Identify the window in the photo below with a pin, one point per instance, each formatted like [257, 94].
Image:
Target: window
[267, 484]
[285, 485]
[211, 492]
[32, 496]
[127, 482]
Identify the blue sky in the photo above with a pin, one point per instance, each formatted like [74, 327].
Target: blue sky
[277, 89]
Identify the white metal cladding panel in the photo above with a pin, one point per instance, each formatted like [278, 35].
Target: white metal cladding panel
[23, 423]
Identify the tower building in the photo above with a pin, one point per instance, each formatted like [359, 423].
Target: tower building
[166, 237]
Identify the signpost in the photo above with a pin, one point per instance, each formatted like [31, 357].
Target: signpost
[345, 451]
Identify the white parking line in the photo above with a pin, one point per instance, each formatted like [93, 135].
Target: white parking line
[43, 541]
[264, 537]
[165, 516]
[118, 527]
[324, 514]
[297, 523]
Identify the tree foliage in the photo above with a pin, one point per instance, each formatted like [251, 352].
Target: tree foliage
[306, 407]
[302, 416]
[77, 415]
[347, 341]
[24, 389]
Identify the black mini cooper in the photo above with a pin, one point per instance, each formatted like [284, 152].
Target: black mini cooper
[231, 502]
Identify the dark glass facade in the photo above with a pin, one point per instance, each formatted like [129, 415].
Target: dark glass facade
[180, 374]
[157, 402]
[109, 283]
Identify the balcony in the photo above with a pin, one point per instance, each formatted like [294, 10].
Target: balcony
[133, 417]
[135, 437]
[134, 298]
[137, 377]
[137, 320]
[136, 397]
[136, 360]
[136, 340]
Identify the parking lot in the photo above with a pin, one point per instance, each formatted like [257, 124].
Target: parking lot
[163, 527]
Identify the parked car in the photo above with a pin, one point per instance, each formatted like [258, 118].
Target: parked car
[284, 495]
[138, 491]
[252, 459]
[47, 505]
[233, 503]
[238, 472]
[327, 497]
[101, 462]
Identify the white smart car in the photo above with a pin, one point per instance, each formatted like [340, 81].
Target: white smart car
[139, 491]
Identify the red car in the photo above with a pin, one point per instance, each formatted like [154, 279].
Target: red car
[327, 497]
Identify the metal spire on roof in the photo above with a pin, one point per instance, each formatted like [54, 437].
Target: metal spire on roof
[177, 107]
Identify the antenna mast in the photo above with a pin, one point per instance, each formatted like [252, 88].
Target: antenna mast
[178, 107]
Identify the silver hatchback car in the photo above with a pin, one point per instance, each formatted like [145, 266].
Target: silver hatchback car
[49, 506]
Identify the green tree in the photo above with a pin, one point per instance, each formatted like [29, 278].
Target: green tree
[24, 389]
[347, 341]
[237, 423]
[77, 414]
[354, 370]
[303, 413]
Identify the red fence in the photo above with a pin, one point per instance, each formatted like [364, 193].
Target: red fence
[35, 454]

◆ Task directions
Copy out each record, keeping every word as it is.

◆ Solution
Identify the window in the photo below with a pin, one point per instance, each formatted like [257, 94].
Image:
Target: window
[267, 484]
[285, 485]
[211, 492]
[32, 496]
[127, 482]
Identify the blue sky in the photo above with a pin, one point per instance, each formatted like [74, 327].
Target: blue sky
[277, 89]
Identify the white metal cladding panel in the photo above with a pin, one point per instance, each formatted like [278, 35].
Target: white metal cladding panel
[23, 423]
Identify the tower building in the photo above with a pin, one point per instance, each formatted like [359, 423].
Target: tower building
[166, 237]
Identify the signpost in the photo above with a pin, one point per instance, each formatted like [31, 357].
Target: signpost
[345, 451]
Identify the white parking line in the photo above with a pin, one point per instance, each formatted like [93, 135].
Target: white parking line
[43, 541]
[264, 537]
[165, 516]
[118, 527]
[324, 514]
[297, 523]
Identify the tree foliage in the photo above with a pin, one point per instance, each formatted like [251, 352].
Target: tree foliage
[306, 407]
[302, 416]
[77, 415]
[347, 341]
[24, 389]
Identify the black mini cooper in the photo above with a pin, one point per instance, each formatted like [284, 152].
Target: black mini cooper
[231, 502]
Identify the dark glass facade in the photo above with a pin, one point per instance, each formatted like [129, 415].
Target: dark glass facade
[180, 374]
[157, 402]
[109, 283]
Identify the balcony in the photo above with a pin, one point per instance, each formatted like [294, 10].
Target: balcony
[133, 417]
[135, 437]
[134, 298]
[137, 377]
[137, 320]
[136, 397]
[136, 360]
[136, 340]
Identify the parking lot in the photo above with a pin, one point per instance, each formatted like [257, 124].
Target: parking lot
[163, 527]
Identify the parked car in the photo above with a pin, one point per instance, each formatted like [258, 118].
Target: parked car
[284, 495]
[138, 491]
[252, 459]
[47, 505]
[233, 503]
[238, 472]
[327, 497]
[101, 462]
Identify the white smart car in the photo above with a pin, one point per instance, each formatted like [340, 81].
Target: white smart car
[139, 491]
Identify the red car in the photo above with a pin, one point per instance, each formatted like [154, 279].
Target: red car
[327, 497]
Identify the metal spire on roof in the photo above with a pin, one point per instance, each formatted like [54, 437].
Target: metal spire on roof
[177, 107]
Identify the antenna mast in the photo above with a pin, one point per instance, each formatted like [252, 88].
Target: antenna mast
[178, 107]
Identify the silver hatchback car in the photo above with a pin, one point per instance, each formatted like [145, 266].
Target: silver hatchback car
[49, 506]
Identify the green tree in the photo above with a pin, one point per instance, each formatted like [29, 278].
Target: green tree
[24, 389]
[347, 341]
[237, 423]
[77, 414]
[354, 370]
[303, 413]
Identify the red fence in the photo above with a pin, one point per instance, each formatted like [364, 193].
Target: red fence
[35, 454]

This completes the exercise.